*** Entries supplied Section Begins ***

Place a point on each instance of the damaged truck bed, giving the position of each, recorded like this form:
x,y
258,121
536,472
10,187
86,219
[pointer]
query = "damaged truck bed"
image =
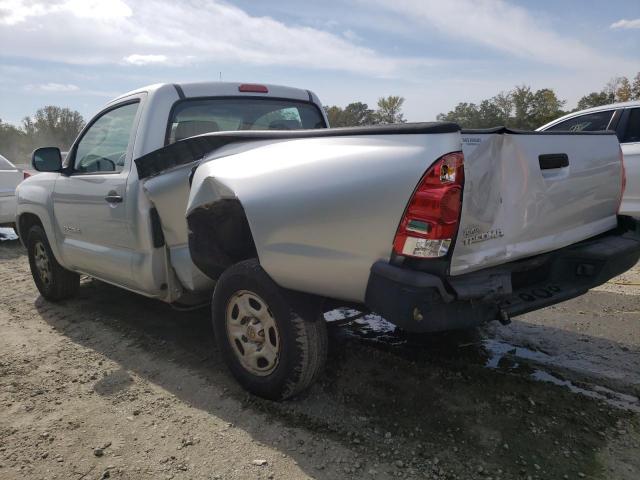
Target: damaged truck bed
x,y
241,190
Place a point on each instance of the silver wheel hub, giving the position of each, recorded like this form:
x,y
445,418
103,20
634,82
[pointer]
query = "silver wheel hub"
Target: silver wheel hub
x,y
252,333
42,263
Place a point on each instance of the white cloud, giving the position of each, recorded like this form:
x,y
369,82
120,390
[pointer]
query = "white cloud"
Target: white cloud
x,y
136,59
13,12
624,23
504,27
53,87
178,33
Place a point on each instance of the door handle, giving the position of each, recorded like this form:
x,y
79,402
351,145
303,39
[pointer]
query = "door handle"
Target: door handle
x,y
113,197
551,161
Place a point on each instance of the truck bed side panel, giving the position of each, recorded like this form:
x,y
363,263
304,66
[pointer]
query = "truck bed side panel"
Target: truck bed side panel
x,y
513,207
323,210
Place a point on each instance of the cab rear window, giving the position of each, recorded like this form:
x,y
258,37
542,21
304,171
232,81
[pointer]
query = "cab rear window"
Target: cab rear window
x,y
198,116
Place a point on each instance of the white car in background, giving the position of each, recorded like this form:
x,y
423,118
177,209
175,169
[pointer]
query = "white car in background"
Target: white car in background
x,y
624,119
10,177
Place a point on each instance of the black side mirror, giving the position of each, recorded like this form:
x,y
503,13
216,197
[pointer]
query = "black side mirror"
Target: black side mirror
x,y
47,159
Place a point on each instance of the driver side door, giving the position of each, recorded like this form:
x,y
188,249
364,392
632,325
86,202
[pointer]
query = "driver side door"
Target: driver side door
x,y
91,205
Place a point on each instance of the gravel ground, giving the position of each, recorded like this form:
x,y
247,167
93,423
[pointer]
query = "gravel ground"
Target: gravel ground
x,y
113,385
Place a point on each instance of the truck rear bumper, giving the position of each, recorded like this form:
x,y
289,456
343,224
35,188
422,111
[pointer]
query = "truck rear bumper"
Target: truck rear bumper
x,y
422,302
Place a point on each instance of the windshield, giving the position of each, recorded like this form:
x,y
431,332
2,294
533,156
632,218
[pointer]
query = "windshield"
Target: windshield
x,y
195,117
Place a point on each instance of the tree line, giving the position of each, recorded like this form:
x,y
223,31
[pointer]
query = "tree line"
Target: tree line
x,y
525,109
50,125
521,108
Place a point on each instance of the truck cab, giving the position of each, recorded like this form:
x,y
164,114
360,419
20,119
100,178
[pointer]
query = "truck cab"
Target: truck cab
x,y
98,218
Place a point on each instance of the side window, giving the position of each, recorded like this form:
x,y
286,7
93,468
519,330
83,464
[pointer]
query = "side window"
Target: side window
x,y
103,147
632,133
5,164
591,122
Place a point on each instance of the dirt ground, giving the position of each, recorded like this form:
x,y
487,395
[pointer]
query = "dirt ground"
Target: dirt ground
x,y
113,385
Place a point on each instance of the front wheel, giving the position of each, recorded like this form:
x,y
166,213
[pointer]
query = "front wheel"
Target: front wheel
x,y
269,348
53,280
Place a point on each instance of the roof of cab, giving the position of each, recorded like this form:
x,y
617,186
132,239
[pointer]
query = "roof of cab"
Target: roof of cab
x,y
217,89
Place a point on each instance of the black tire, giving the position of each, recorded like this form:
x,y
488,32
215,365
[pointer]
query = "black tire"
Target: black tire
x,y
57,283
302,342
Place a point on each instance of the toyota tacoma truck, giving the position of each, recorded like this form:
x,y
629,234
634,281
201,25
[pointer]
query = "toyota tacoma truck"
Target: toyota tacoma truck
x,y
239,193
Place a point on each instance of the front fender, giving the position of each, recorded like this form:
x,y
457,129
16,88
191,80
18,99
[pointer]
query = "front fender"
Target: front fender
x,y
34,197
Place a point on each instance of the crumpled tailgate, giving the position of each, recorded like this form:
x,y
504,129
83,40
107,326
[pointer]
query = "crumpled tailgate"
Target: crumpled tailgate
x,y
530,193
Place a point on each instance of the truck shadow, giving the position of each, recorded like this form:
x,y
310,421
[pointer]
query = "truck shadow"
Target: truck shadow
x,y
425,402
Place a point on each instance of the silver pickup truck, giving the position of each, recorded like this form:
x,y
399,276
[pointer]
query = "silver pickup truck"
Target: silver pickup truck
x,y
239,193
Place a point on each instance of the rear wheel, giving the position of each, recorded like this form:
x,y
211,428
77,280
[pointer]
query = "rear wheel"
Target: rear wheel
x,y
52,280
269,348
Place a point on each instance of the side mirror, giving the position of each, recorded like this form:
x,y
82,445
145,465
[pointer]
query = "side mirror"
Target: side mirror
x,y
47,159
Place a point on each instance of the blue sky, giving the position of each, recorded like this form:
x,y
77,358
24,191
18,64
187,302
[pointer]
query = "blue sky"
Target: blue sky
x,y
435,53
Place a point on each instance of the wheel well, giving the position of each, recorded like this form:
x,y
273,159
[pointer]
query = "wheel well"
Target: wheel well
x,y
220,236
25,222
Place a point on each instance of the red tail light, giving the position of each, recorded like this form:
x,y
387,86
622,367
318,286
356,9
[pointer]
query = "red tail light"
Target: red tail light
x,y
623,180
431,218
252,87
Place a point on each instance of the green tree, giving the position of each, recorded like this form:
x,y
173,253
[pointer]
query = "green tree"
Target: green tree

*** Entries supplied Section Ends ***

## Task directions
Would it be possible to give the material above again exactly, with the pictures left out?

## Written reply
Place a point on each instance of the damaged truck bed, giving the position of each, recorded like this form:
x,y
258,121
536,472
10,187
86,219
[pointer]
query = "damaged truck bed"
image =
Target: damaged truck bed
x,y
241,190
Place a point on each instance of the silver wheel hub, giving the position of each, recorded like this form:
x,y
445,418
103,20
634,82
[pointer]
query = "silver wheel hub"
Target: silver wheel hub
x,y
252,333
42,263
Place a point on each instance of the white cloud, giving the position of each, recorded like this form:
x,y
369,82
120,390
[pointer]
query = "white cloud"
Target: white cloud
x,y
136,59
13,12
624,23
504,27
53,87
178,33
Place a point on each instance of the door handle, giving the position of each, recorded like this form:
x,y
79,402
351,145
303,39
[pointer]
query = "door handle"
Target: door handle
x,y
113,197
551,161
Place a point on each instance of the truck bed side panel, giving the position of each, recorded like this form:
x,y
363,263
304,66
[pointer]
query = "truck bed side panel"
Target: truck bed side panel
x,y
513,207
323,210
Place a point on each instance of the cab rear window, giving the position of each, recorded like this form:
x,y
258,37
542,21
304,171
232,81
[pointer]
query = "cab rear window"
Target: cab rear window
x,y
198,116
Place a point on each instance of the white car in background, giving the position of each, recorded like this form:
x,y
423,118
177,209
175,169
[pointer]
query = "white car in background"
Target: white car in background
x,y
624,119
10,177
Place a point on each instance of the black side mirror, giving the position of each, recorded like this form:
x,y
503,13
216,197
[pointer]
query = "black side mirror"
Target: black side mirror
x,y
47,159
Place a point on each instance of the driver side door, giving the position of each, recorded like this form:
x,y
188,249
364,392
632,325
86,202
[pointer]
query = "driver side door"
Target: driver side door
x,y
91,205
Place a point on each instance of the gravel ground, giving the position of each, recorded like this form:
x,y
247,167
93,423
[pointer]
query = "gravel ground"
Target: gravel ground
x,y
113,385
Place a point on each instance of the truck rear bumper, giving the position of each, recorded like this form:
x,y
289,456
343,224
35,188
422,111
[pointer]
query = "truck rear bumper"
Target: truck rear bumper
x,y
422,302
Place a point on each instance of the windshield, giving the position of each, recorded like this form:
x,y
431,332
2,294
533,156
632,218
[pointer]
query = "windshield"
Target: windshield
x,y
195,117
Place a point on each instance of the tree line, giving the position of each, recorded like this form:
x,y
223,31
[pointer]
query = "tree line"
Target: tree line
x,y
525,109
50,125
521,108
Place a point on each instance of the truck cab, giving the position of each, recorded like this form:
x,y
164,114
360,419
20,119
100,178
[pointer]
query = "truck cab"
Target: truck cab
x,y
98,218
Place a point on each instance of the side window, giving the position of each, recorded like this form:
x,y
286,7
93,468
519,330
83,464
[pointer]
query = "side window"
Target: side window
x,y
103,147
632,133
5,164
591,122
Place a point on each instance of the dirt ground, giving the position of each, recorded like this form:
x,y
487,395
[pointer]
query = "dirt ground"
Target: dirt ground
x,y
113,385
Place a point on each instance of the front wheel, giving the position of each, recorded like this form:
x,y
166,213
[pointer]
query = "front wheel"
Target: front wheel
x,y
269,348
53,280
Place a point on each instance of the roof of cab, giving the position of each, recorded like this form:
x,y
617,186
132,239
[pointer]
query = "roof of cab"
Target: roof of cab
x,y
217,89
Place a point on each instance of the black tire, giving the position of each, recorded like this form:
x,y
488,32
215,365
[pointer]
query = "black tire"
Target: black tire
x,y
57,283
302,342
Place a point on each instance of the toyota tacoma truck, giving the position of each, recorded like this form:
x,y
629,234
634,281
201,25
[pointer]
query = "toyota tacoma truck"
Target: toyota tacoma truck
x,y
239,193
Place a point on each instance of the front fender, giving the position of each, recorded like this form:
x,y
457,129
16,88
191,80
18,99
[pointer]
query = "front fender"
Target: front fender
x,y
34,197
Place a point on each instance of the crumpled tailgate, giving the position of each, recorded like this form:
x,y
504,129
83,40
107,326
[pointer]
query = "crumpled tailgate"
Target: crumpled tailgate
x,y
530,193
Place a point on each instance of the truck shadow, giving the position of each, recorded like this form:
x,y
310,421
[pointer]
query = "truck shadow"
Target: truck shadow
x,y
425,402
Place a point on each instance of the silver pickup truck, giving the position of each, recorded like this form:
x,y
399,276
[pointer]
query = "silver pickup truck"
Target: silver pickup truck
x,y
239,193
Place a point on each instance of the rear wheel, giving the position of each, recorded like this form:
x,y
211,428
77,280
[pointer]
query = "rear wheel"
Target: rear wheel
x,y
52,280
269,348
Place a point on each instance of the side mirror, giving the position of each, recorded like this form:
x,y
82,445
145,465
[pointer]
query = "side mirror"
Target: side mirror
x,y
47,159
Place a point on each instance of the blue sky, giving the position of each, recorded like this form:
x,y
77,358
24,191
18,64
187,302
[pointer]
query = "blue sky"
Target: blue sky
x,y
435,53
Place a point on each instance of the wheel well, giving the position of each, recorded like this form:
x,y
273,159
[pointer]
query = "wheel well"
Target: wheel well
x,y
220,236
25,222
Place a point on each instance of the red tail light, giving the position of each, recorded like this form:
x,y
387,86
622,367
318,286
356,9
[pointer]
query = "red tail light"
Target: red tail light
x,y
623,180
431,218
252,87
Place a point on each instance of the green tree, giving the position of each, recorded like this form:
x,y
173,253
[pointer]
query = "green tree"
Target: green tree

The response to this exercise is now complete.